PASSAGE PROVIDED
--- START ---

Scott Brady: That only gives, you know, what was it? 8, 10, 12, 15 amps, something like that?

Brian McVickers: At the peak. It's about 15 amps. So that's really good wind, you know, in 20 knots of wind, you're getting that we had a hydro generator which was, I think, really cool. 

Scott Brady: Yeah. Five, six amps. It wasn't much out of that. 

Brian McVickers: Yeah. But that's one of the reasons we worked with Battleborn batteries, and we put in a whole new battery bank into the boat in preparation for the demands that we were going to have. Cause we were not only running all the electronics on the boat radars. We had a satellite antenna. So we had constant internet access on the boat. Granted it was low speed. But the power consumption [00:48:00] overall demanded a new system and that's where the Battleborn batteries really, really shine.

Scott Brady: It seemed that the advantage of lithium for sailing is. Again, there's more energy density for the same space. And then you've also gained the advantage of a lot less weight. So as I recall, you guys had about a 40% increase in the total available amperage, and you actually gained some space back on the boat. I remember Kevin showing me the space and it was, it was just really optimized because of being able to move towards Lithium's. 

Brian McVickers: We had more, more power with a smaller footprint.

Scott Brady: Really, really impressive to see how that all worked. And we needed all of that because again, five people were charging devices, running all of the garment navigation systems that we had on the boat, of which there were multiples of those. We actually started playing around with, if you turn this on. I mean, if you turn on the water heater, the electric water heater, that was, it started hammering 110 amps. Whereas if it was just the basic [00:49:00] navigation of the boat with a lot of the screens turned off, we could get down to 12, 14, 15 amps total.

Brian McVickers: You can take it down to a trickle. 

Scott Brady: Yeah, exactly. And that was really, that was really cool to see, and again, came back so much to the Overland side of things as well. That also brings this whole idea of the expedition sailing and the fact that crossing oceans feels a lot like crossing continents and there are similarities and there are differences. One of the big benefits of the boat is you have a lot of hot water. So we could actually take... that part of it was luxurious to take very, very comfortable showers, very comfortable sleeping, and a huge galley to prepare great food. So we all chipped in to make these great meals and we were catching fish, which is, again we're not typically able to collect game when we're on land overlanding. Whereas when you're out in the sailboat, you're, you're taking this amazing bounty from the ocean.

--- END ---

SET PROBLEM
Print the section of the sailing interview that begins with the words containing "Scott Brady: Really, really" and ends with "to a trickle.", word for word.

INFORMATION SUPPLIED
--- START ---

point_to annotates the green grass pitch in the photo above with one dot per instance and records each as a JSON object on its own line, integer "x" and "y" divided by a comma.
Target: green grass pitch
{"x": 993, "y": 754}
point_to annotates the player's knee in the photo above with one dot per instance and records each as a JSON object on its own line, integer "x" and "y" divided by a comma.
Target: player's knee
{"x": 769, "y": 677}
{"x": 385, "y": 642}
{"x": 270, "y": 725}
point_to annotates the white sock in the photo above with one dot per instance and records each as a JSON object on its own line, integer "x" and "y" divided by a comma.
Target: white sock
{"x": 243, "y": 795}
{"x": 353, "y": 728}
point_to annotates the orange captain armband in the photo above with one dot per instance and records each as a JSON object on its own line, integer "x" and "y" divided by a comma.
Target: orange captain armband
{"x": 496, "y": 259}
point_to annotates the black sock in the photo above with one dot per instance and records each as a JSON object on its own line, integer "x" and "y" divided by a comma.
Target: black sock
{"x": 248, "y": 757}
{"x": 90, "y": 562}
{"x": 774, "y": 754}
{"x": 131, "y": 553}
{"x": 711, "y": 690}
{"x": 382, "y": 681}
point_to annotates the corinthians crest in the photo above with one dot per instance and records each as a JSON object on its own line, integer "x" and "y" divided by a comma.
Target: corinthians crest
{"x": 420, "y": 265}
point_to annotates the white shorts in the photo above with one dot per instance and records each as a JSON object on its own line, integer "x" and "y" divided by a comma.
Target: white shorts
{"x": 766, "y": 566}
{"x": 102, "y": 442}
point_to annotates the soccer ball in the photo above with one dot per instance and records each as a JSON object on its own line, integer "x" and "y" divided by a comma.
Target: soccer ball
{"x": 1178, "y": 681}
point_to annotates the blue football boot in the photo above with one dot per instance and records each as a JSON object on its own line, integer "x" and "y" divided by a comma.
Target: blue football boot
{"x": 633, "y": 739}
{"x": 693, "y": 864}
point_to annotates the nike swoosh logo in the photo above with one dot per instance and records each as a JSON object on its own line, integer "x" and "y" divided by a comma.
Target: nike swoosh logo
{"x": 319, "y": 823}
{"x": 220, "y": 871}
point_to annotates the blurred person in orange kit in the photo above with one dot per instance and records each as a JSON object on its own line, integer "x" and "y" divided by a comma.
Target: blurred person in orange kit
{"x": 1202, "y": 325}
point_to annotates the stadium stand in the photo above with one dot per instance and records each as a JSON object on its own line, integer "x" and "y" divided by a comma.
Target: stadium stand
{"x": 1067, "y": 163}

--- END ---

WRITTEN SOLUTION
Scott Brady: Really, really impressive to see how that all worked. And we needed all of that because again, five people were charging devices, running all of the garment navigation systems that we had on the boat, of which there were multiples of those. We actually started playing around with, if you turn this on. I mean, if you turn on the water heater, the electric water heater, that was, it started hammering 110 amps. Whereas if it was just the basic [00:49:00] navigation of the boat with a lot of the screens turned off, we could get down to 12, 14, 15 amps total.

Brian McVickers: You can take it down to a trickle.